» SELECTED EXTRACT:

____________

AMS's new AS7265X 3-chip set promises a compact, 18-channel, 20 nm FWMH spectrometer for less than $25

kris-winerKris Winer 05/28/2018 at 19:013 Comments

28 May 2018

Like a kid with a new toy, I could not resist testing the spectrometer out on various targets.

First, I soldered headers onto the board and mounted it on a breadboard along with a small Arduino-programmable (Ladybug) STM32L432 MCU:


I tested out the led controls a bit more and found that by default the top and bottom source leds are off. So I played around with turning them on and testing whether the spectrometer could "see" them. I think the 850 nm leds I bought simply do not work. I have never gotten a signal from the 850 nm when the led was supposed to be on. The 940 nm led does work and I experimented with different current drives up to 50 mA. My MCU board has a 150 mA LDO so I don't want to press things too much. The broad band (5700 K, 90 CRI) led (yellow square thing on the AS7265X board) defaults to 100 mA as far as I can tell. I must say, the AT commands are somewhat cryptic and I will have to do a lot more experimenting to make sure I understand how to use the led sources correctly. It would help if I could actually see the leds!

____________

» REQUIREMENTS:
a) Sum up the AS7265X log entry in two sentences.
b) Say whether each statement agrees with the AS7265X log entry, answering yes or no and quoting the words that decide it: (i) The 940 nm led gave a signal in the tests. (ii) The top and bottom source leds are on by default. (iii) The MCU board's LDO is rated at 50 mA.
c) Write out the part of the AS7265X log entry from "AMS's new AS7265X" to "on various targets.".

____________

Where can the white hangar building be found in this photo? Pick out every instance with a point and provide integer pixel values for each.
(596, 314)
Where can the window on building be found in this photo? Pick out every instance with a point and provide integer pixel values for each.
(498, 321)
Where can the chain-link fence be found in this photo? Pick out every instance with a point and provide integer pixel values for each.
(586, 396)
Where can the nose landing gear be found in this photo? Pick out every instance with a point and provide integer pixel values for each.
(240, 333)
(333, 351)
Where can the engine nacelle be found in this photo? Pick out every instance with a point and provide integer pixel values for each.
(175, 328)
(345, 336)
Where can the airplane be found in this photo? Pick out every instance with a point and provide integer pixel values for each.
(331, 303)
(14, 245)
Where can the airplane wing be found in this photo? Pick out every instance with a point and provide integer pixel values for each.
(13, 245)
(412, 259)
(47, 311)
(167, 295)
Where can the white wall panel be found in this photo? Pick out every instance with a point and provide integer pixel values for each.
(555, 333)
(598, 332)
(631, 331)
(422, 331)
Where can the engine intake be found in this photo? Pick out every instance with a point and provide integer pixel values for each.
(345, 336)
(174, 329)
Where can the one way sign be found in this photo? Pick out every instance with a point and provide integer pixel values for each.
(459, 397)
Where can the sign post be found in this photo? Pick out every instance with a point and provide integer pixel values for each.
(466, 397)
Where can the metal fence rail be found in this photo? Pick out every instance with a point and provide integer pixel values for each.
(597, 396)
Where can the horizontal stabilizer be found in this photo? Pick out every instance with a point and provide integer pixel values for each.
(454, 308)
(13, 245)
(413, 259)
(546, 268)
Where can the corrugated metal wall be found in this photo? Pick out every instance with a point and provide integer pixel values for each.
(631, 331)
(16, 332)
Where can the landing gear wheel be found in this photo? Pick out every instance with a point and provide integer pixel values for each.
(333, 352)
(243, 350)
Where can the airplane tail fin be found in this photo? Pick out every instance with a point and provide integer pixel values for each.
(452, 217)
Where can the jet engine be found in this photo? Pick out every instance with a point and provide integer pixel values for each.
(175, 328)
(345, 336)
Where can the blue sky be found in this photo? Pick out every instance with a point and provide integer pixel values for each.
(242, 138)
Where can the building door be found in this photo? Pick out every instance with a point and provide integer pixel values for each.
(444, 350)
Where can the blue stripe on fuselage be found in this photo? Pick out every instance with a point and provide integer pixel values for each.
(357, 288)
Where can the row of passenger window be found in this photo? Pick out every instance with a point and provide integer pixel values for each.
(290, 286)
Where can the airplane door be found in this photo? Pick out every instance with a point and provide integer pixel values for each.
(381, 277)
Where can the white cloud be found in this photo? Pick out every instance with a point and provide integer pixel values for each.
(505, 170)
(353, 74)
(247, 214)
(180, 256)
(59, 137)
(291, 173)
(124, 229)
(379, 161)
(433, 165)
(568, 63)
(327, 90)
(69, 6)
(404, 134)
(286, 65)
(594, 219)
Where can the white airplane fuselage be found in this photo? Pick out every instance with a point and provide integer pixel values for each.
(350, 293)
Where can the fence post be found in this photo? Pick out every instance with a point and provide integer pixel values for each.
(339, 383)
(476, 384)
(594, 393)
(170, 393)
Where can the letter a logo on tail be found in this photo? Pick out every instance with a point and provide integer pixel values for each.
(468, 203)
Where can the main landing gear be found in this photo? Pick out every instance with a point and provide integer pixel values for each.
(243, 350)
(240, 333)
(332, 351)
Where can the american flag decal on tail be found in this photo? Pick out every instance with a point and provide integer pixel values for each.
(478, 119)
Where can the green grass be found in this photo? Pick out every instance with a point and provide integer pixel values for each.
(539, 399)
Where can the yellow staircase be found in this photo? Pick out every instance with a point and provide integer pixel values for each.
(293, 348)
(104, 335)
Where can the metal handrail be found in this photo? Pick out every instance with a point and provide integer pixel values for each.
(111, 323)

____________

» SOLUTIONS PER TASK:
a) The writer soldered headers onto the AS7265X board, mounted it on a breadboard with a small STM32L432 MCU, and tested the led controls, finding that the top and bottom source leds are off by default. The 850 nm leds never gave a signal, while the 940 nm led worked at currents up to 50 mA, and the writer found the AT commands cryptic and in need of more experimenting.

b)
(i) Yes: "The 940 nm led does work"
(ii) No: "by default the top and bottom source leds are off"
(iii) No: "My MCU board has a 150 mA LDO"

c)
AMS's new AS7265X 3-chip set promises a compact, 18-channel, 20 nm FWMH spectrometer for less than $25

kris-winerKris Winer 05/28/2018 at 19:013 Comments

28 May 2018

Like a kid with a new toy, I could not resist testing the spectrometer out on various targets.